▶ ASSIGNMENT:
Once the pictures are set aside, repeat all of the data below exactly.

▶ MATERIAL SUPPLIED:
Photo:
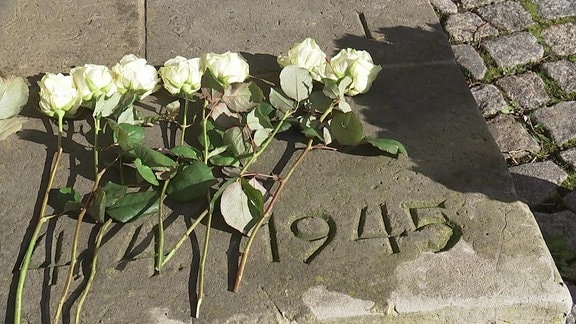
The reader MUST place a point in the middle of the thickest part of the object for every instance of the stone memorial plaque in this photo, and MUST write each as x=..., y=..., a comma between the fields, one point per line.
x=356, y=237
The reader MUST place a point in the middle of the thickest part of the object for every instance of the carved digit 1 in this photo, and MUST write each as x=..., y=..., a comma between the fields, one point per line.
x=317, y=229
x=382, y=222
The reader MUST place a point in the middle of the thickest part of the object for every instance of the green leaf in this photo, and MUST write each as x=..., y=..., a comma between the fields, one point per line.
x=10, y=126
x=387, y=145
x=346, y=128
x=280, y=101
x=13, y=96
x=187, y=152
x=106, y=107
x=69, y=199
x=237, y=97
x=134, y=205
x=127, y=136
x=154, y=159
x=191, y=182
x=146, y=172
x=296, y=82
x=236, y=141
x=97, y=206
x=319, y=101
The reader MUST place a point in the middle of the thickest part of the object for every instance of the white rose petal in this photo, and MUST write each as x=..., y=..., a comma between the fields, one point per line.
x=306, y=55
x=135, y=74
x=58, y=95
x=181, y=76
x=226, y=68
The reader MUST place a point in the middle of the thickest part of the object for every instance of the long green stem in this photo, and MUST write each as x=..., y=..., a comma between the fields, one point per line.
x=101, y=233
x=266, y=215
x=160, y=252
x=41, y=220
x=184, y=121
x=267, y=142
x=74, y=247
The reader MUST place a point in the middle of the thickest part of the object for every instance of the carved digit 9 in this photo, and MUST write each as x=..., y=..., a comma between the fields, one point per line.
x=317, y=229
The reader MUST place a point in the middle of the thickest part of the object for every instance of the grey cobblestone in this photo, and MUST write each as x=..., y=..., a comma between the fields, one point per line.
x=445, y=6
x=469, y=4
x=467, y=27
x=489, y=99
x=512, y=138
x=508, y=15
x=551, y=9
x=559, y=120
x=469, y=59
x=561, y=38
x=514, y=49
x=564, y=73
x=537, y=182
x=526, y=89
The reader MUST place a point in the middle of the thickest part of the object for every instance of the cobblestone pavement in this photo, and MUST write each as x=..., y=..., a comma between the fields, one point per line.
x=519, y=58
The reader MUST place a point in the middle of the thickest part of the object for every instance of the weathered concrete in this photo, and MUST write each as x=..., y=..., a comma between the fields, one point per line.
x=436, y=236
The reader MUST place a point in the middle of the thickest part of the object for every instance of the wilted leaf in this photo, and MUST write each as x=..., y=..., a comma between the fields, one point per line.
x=191, y=182
x=296, y=82
x=10, y=126
x=346, y=128
x=13, y=96
x=387, y=145
x=134, y=205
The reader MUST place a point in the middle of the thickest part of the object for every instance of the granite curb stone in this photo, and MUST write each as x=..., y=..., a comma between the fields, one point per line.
x=526, y=89
x=537, y=182
x=564, y=73
x=561, y=38
x=467, y=27
x=489, y=99
x=468, y=58
x=559, y=120
x=512, y=138
x=508, y=15
x=514, y=49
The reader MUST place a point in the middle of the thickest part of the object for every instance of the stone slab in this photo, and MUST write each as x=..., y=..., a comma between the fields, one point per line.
x=393, y=35
x=52, y=36
x=384, y=258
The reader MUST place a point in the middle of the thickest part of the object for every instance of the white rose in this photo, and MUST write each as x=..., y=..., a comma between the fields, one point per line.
x=181, y=76
x=93, y=81
x=58, y=95
x=306, y=55
x=358, y=65
x=135, y=74
x=226, y=68
x=13, y=96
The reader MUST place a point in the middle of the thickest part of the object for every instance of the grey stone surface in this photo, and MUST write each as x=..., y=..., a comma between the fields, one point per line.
x=537, y=182
x=393, y=273
x=561, y=38
x=512, y=138
x=564, y=73
x=69, y=33
x=559, y=120
x=489, y=99
x=514, y=49
x=526, y=89
x=398, y=36
x=562, y=223
x=469, y=59
x=469, y=4
x=444, y=6
x=569, y=156
x=551, y=9
x=508, y=15
x=467, y=27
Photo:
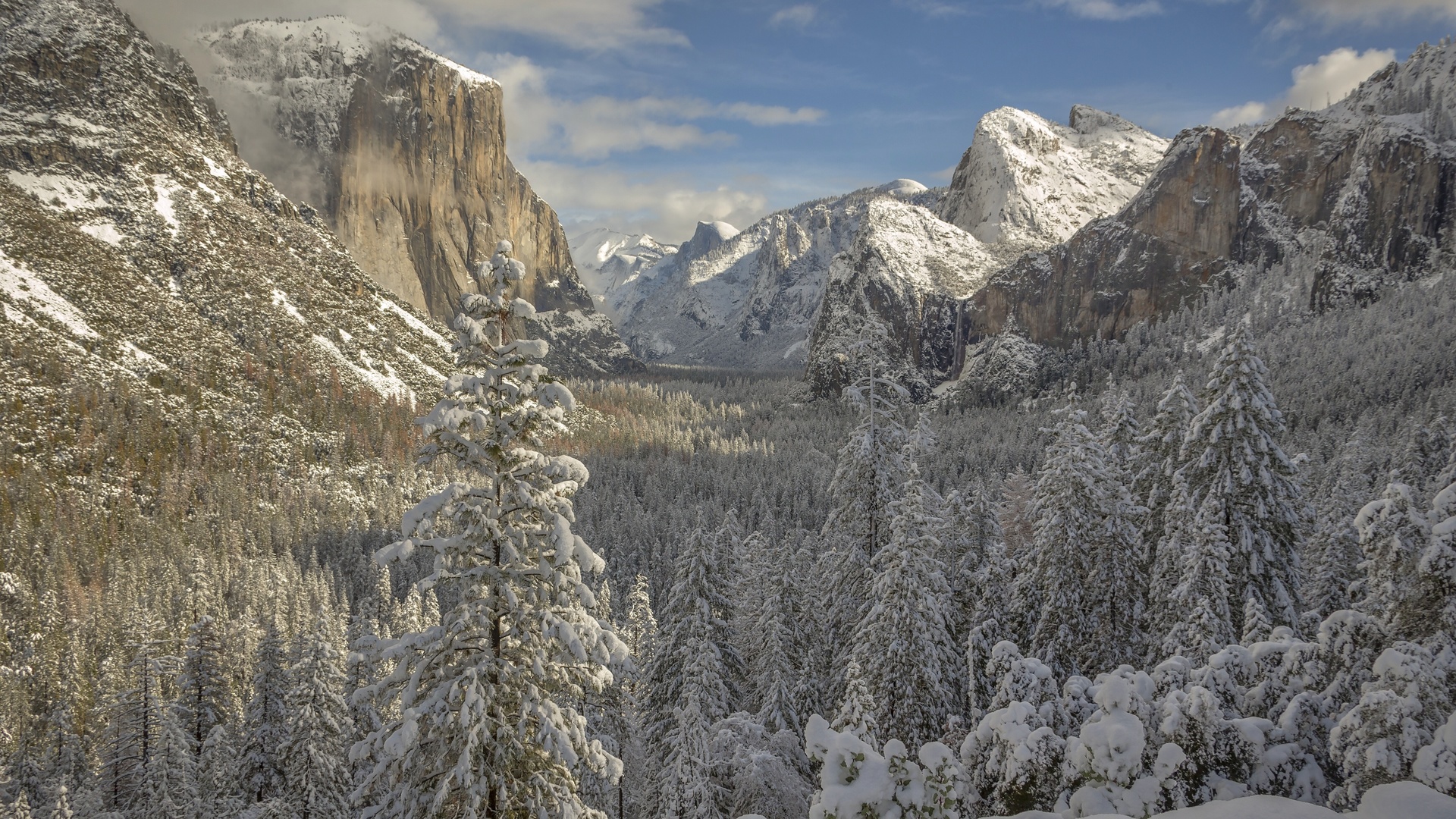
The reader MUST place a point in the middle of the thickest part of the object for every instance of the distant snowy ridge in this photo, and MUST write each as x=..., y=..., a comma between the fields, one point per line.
x=606, y=260
x=1024, y=184
x=403, y=152
x=1313, y=210
x=1030, y=183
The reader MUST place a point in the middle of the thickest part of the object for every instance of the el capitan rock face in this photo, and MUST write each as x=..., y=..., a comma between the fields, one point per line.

▶ RESPONSE TO THE EXERCISE:
Photo:
The reader MUST place a point in the middle of the thickest part of the object for every instance of the stone memorial plaque in this photo, and MUST write each as x=..., y=..., a comma between the fields, one point per line.
x=356, y=237
The reader MUST place a point in the middle of the thickest part of the object for every instance of the carved digit 1 in this photo, and MUST write each as x=..., y=..., a comma between the fields, one point per line.
x=317, y=229
x=382, y=222
The reader MUST place a point in the middle of the thickest part of the object for every instance of the green leaf in this photo, and MUST write each as x=..., y=..., a comma between the fields, one point per line.
x=10, y=126
x=387, y=145
x=346, y=128
x=280, y=101
x=13, y=96
x=187, y=152
x=106, y=107
x=69, y=199
x=237, y=97
x=134, y=205
x=127, y=136
x=154, y=159
x=191, y=182
x=146, y=172
x=296, y=82
x=236, y=141
x=97, y=206
x=319, y=101
The reader MUST place a point in the middle of the thickest part of the object for every instance of the white rose petal in this photo, and MUST write each as x=..., y=..., a comma between the fields, one point per line.
x=306, y=55
x=135, y=74
x=58, y=95
x=181, y=76
x=226, y=68
The reader MUST place a point in the middle of the thickest part of the object for every instance of the long green stem in this photo, and MUST write each as x=..., y=..., a comma between the fields, one point per line.
x=101, y=233
x=266, y=215
x=160, y=252
x=41, y=220
x=184, y=121
x=267, y=142
x=74, y=247
The reader MUST place a point in the middle of the thickest part of the object for every instance of the carved digit 9 in this photo, and MUST write each as x=..., y=..., a comma between the fields, one point per line.
x=317, y=229
The reader MUST place a point in the middle of the thickest part of the object for every instance of the grey cobblestone in this photo, and MUST write each as x=..., y=..., a comma between the fields, one point per line.
x=445, y=6
x=469, y=4
x=467, y=27
x=489, y=99
x=512, y=138
x=508, y=15
x=551, y=9
x=559, y=120
x=469, y=59
x=561, y=38
x=514, y=49
x=564, y=73
x=537, y=182
x=526, y=89
The reader MUST place a point in the middle of the thickest part of the object for every instance of the cobblestone pavement in this photo, and MUST write each as x=..., y=..., a comma between the fields, one point per line.
x=519, y=58
The reader MUST place a point in the middle of the thickest part of the object for every instance of the weathered concrete in this photo, and MUST write each as x=..., y=..., a comma between the fields, one point per line.
x=436, y=236
The reader MUST place a point in the middle of the thickest part of the object for every instance of the wilted leaf in this photo, and MUST write each as x=..., y=..., a comma between the fields, one point per line.
x=191, y=182
x=296, y=82
x=10, y=126
x=346, y=128
x=13, y=96
x=387, y=145
x=134, y=205
The reader MUST place a point in the middle of the thickest part of the object for every instance of the granite curb stone in this photo, and MUST write each as x=..., y=..., a comma between the fields, one point per line.
x=526, y=89
x=537, y=182
x=564, y=73
x=561, y=38
x=467, y=27
x=489, y=99
x=468, y=58
x=559, y=120
x=512, y=138
x=508, y=15
x=514, y=49
The reader MUST place a point in the middle of the thickest part of the object for every instance of the stone slab in this photo, and MUST write each as x=..., y=..., a comma between the fields, one point per line.
x=393, y=35
x=52, y=36
x=384, y=258
The reader MUST place a point in the middle of the thickest part of the object for every instance of the white rose in this photo, and MUST write each as x=..., y=..., a comma between the fields, one point per line.
x=181, y=76
x=93, y=81
x=58, y=95
x=306, y=55
x=358, y=65
x=135, y=74
x=226, y=68
x=13, y=96
The reader MUST place a point in the middle of the thickest part of the object for every instance of the grey stone surface in this photo, and MUST write each as x=..., y=..., a comma between the fields, one point per line.
x=537, y=182
x=393, y=273
x=561, y=38
x=512, y=138
x=564, y=73
x=69, y=33
x=559, y=120
x=489, y=99
x=514, y=49
x=526, y=89
x=398, y=36
x=562, y=223
x=469, y=59
x=469, y=4
x=444, y=6
x=569, y=156
x=551, y=9
x=508, y=15
x=467, y=27
Photo:
The reader MUST place a point in the middle of the thickest part of the object for every instance of the distant snowy ridge in this photo, and MUST write each as x=..., y=..., a comma between the fields, one point per line.
x=606, y=260
x=1024, y=184
x=403, y=152
x=1313, y=210
x=1030, y=183
The reader MUST place a point in the middle of the thickest part of the object for every instance of the el capitan rock face in this photo, and MUST write each as x=..., y=..., a comma between the fields, one point per line.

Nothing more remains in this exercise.